╭─ SUPPLIED DATA

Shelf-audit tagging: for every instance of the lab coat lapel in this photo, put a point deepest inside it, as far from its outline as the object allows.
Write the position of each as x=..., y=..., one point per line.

╰─
╭─ SUPPLIED DATA

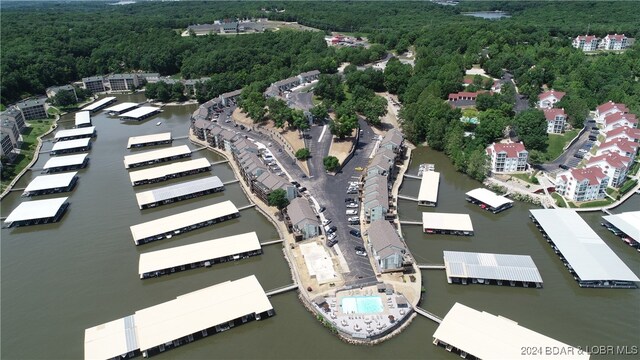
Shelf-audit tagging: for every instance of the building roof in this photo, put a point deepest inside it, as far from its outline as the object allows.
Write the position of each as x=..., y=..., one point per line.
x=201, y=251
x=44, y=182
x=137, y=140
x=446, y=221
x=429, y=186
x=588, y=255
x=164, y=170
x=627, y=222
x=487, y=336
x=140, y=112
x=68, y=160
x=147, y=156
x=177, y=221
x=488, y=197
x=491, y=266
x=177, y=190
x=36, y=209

╰─

• [WORK REQUIRED]:
How many lines in the records above contain the word "from", counting only case-exact matches? Reply with the number alone.

• [TASK RESULT]:
2